Estratto della fonte ->
******************************
Un’opera come l’Adorazione del Bambino in collezione privata bergamasca /fig. /(103) è indicativa dei mutamenti avvenuti. Sembrerebbe databile alla maturità in quanto vi confluiscono elementi comuni alla tavola di San Diego e alla straordinaria riedizione della Madonna dei fusi, con la stesura sciolta, di un colore brillante e dalle vivide trasparenze. Caratteristiche che accomunano anche questo San Gerolamo penitente, in collezione privata milanese /fig. /(104), non distante, in un dialogo di serrata ricerca, agli artisti già ricordati, nei quali è comune il gusto per certa avversione ai modelli figurativi ufficiali. Rappresentativa di questa fase è anche l’altra Madonna col Bambino di attuale ubicazione ignota /fig. /, nella quale il pittore fonde queste componenti ad altre che risalgono a Bartolomeo Veneto e ai veronesi come Filippo da Verona.
******************************
Voci di etichettatura delle regioni d'immagine:
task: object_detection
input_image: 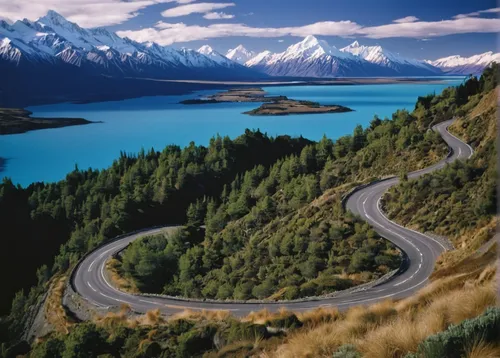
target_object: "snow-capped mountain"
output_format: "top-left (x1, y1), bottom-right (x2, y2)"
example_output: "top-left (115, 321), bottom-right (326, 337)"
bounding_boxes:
top-left (226, 45), bottom-right (256, 65)
top-left (245, 50), bottom-right (276, 70)
top-left (0, 11), bottom-right (262, 79)
top-left (197, 45), bottom-right (240, 68)
top-left (427, 51), bottom-right (500, 75)
top-left (340, 41), bottom-right (441, 76)
top-left (246, 36), bottom-right (400, 78)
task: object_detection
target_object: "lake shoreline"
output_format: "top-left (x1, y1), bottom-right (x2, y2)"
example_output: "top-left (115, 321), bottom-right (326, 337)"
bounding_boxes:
top-left (4, 80), bottom-right (459, 186)
top-left (14, 76), bottom-right (453, 108)
top-left (0, 108), bottom-right (97, 136)
top-left (179, 87), bottom-right (352, 116)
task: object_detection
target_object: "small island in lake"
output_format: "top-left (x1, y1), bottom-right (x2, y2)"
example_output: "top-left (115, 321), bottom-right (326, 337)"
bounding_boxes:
top-left (0, 108), bottom-right (96, 135)
top-left (245, 100), bottom-right (352, 116)
top-left (180, 88), bottom-right (352, 116)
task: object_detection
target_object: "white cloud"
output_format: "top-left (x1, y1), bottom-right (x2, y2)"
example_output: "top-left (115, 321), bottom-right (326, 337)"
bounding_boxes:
top-left (118, 14), bottom-right (500, 45)
top-left (203, 12), bottom-right (234, 20)
top-left (453, 7), bottom-right (500, 19)
top-left (0, 0), bottom-right (178, 27)
top-left (165, 0), bottom-right (196, 4)
top-left (359, 17), bottom-right (500, 39)
top-left (118, 21), bottom-right (361, 45)
top-left (161, 2), bottom-right (235, 17)
top-left (393, 16), bottom-right (419, 24)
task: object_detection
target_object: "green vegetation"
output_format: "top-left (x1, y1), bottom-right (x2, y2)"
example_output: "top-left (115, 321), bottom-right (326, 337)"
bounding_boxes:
top-left (121, 102), bottom-right (446, 300)
top-left (0, 130), bottom-right (311, 332)
top-left (30, 313), bottom-right (280, 358)
top-left (0, 70), bottom-right (496, 357)
top-left (0, 108), bottom-right (94, 135)
top-left (406, 307), bottom-right (500, 358)
top-left (384, 69), bottom-right (497, 242)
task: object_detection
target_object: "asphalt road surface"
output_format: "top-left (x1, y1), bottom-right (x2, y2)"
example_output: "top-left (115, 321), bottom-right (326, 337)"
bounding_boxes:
top-left (73, 121), bottom-right (473, 316)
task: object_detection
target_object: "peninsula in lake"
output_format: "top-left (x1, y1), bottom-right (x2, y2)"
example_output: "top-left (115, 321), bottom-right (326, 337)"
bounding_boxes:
top-left (180, 88), bottom-right (352, 116)
top-left (0, 108), bottom-right (96, 135)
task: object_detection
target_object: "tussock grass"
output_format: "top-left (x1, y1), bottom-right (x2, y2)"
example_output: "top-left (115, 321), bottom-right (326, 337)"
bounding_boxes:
top-left (264, 246), bottom-right (499, 358)
top-left (465, 341), bottom-right (500, 358)
top-left (169, 309), bottom-right (232, 322)
top-left (45, 275), bottom-right (76, 334)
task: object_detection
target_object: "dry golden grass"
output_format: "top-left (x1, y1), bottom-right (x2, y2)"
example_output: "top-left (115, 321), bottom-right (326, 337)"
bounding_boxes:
top-left (431, 218), bottom-right (498, 272)
top-left (169, 309), bottom-right (232, 322)
top-left (106, 258), bottom-right (139, 293)
top-left (298, 307), bottom-right (342, 328)
top-left (264, 246), bottom-right (497, 358)
top-left (465, 342), bottom-right (500, 358)
top-left (94, 304), bottom-right (167, 333)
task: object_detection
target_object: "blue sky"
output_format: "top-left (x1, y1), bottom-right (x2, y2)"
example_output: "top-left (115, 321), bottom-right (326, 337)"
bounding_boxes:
top-left (0, 0), bottom-right (500, 59)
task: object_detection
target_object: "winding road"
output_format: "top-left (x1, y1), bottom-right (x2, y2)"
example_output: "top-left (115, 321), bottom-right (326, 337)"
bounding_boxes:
top-left (72, 121), bottom-right (473, 316)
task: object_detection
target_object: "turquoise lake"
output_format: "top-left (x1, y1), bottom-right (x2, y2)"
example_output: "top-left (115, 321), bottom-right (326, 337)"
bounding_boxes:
top-left (0, 78), bottom-right (461, 186)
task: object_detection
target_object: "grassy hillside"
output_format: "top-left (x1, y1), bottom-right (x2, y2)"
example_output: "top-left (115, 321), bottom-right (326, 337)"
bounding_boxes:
top-left (115, 107), bottom-right (446, 299)
top-left (0, 68), bottom-right (500, 358)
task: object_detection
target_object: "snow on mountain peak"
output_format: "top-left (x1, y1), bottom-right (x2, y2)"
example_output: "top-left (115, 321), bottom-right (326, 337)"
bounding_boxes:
top-left (226, 45), bottom-right (255, 64)
top-left (36, 10), bottom-right (74, 27)
top-left (245, 50), bottom-right (273, 67)
top-left (426, 51), bottom-right (500, 75)
top-left (197, 45), bottom-right (215, 56)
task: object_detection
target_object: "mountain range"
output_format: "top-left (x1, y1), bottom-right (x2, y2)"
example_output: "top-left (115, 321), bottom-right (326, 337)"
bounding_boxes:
top-left (426, 51), bottom-right (500, 76)
top-left (236, 36), bottom-right (494, 78)
top-left (0, 11), bottom-right (264, 79)
top-left (0, 11), bottom-right (500, 105)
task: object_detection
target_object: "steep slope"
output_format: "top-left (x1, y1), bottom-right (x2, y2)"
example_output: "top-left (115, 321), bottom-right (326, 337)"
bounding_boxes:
top-left (0, 11), bottom-right (261, 84)
top-left (340, 41), bottom-right (441, 76)
top-left (197, 45), bottom-right (239, 68)
top-left (226, 45), bottom-right (257, 65)
top-left (250, 36), bottom-right (387, 78)
top-left (245, 36), bottom-right (430, 78)
top-left (245, 50), bottom-right (275, 71)
top-left (427, 51), bottom-right (500, 75)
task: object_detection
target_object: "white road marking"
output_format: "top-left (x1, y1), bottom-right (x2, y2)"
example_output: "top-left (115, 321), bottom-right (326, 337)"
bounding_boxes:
top-left (445, 125), bottom-right (474, 159)
top-left (99, 292), bottom-right (132, 305)
top-left (87, 259), bottom-right (97, 272)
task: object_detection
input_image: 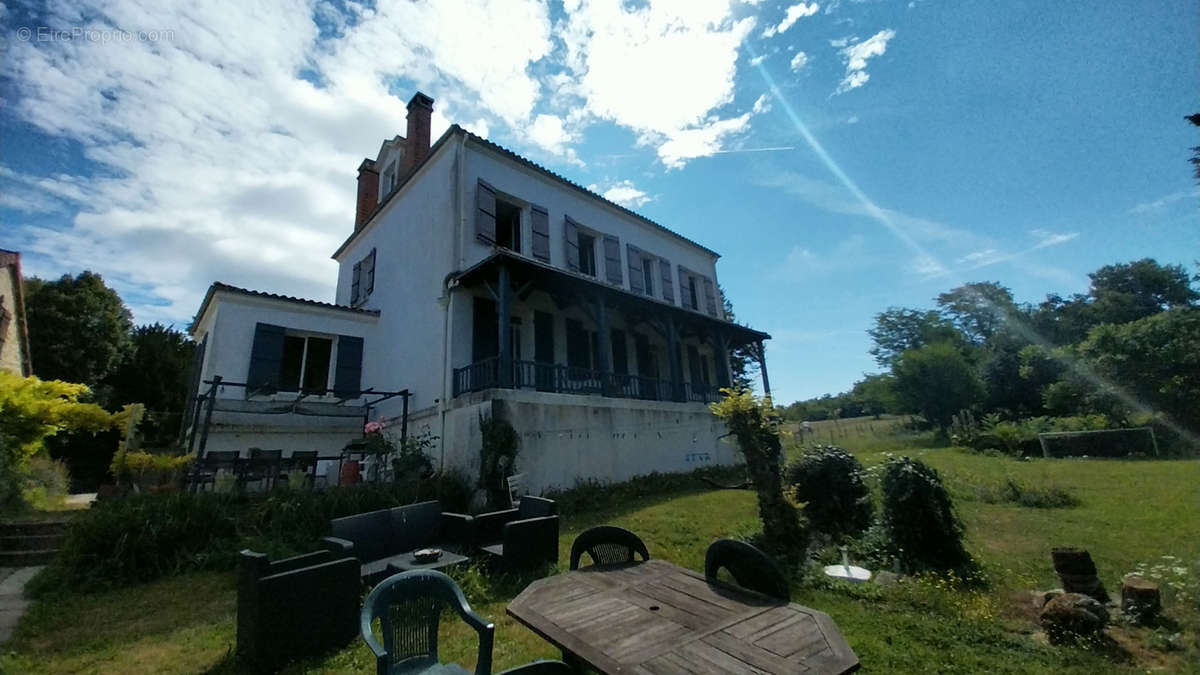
******************************
Da fare ->
Puoi riscrivere parola per parola l'intero estratto sulle opere della maturità del pittore, quello riportato sopra le righe?

Risposta all'esercizio ->
Un’opera come l’Adorazione del Bambino in collezione privata bergamasca /fig. /(103) è indicativa dei mutamenti avvenuti. Sembrerebbe databile alla maturità in quanto vi confluiscono elementi comuni alla tavola di San Diego e alla straordinaria riedizione della Madonna dei fusi, con la stesura sciolta, di un colore brillante e dalle vivide trasparenze. Caratteristiche che accomunano anche questo San Gerolamo penitente, in collezione privata milanese /fig. /(104), non distante, in un dialogo di serrata ricerca, agli artisti già ricordati, nei quali è comune il gusto per certa avversione ai modelli figurativi ufficiali. Rappresentativa di questa fase è anche l’altra Madonna col Bambino di attuale ubicazione ignota /fig. /, nella quale il pittore fonde queste componenti ad altre che risalgono a Bartolomeo Veneto e ai veronesi come Filippo da Verona.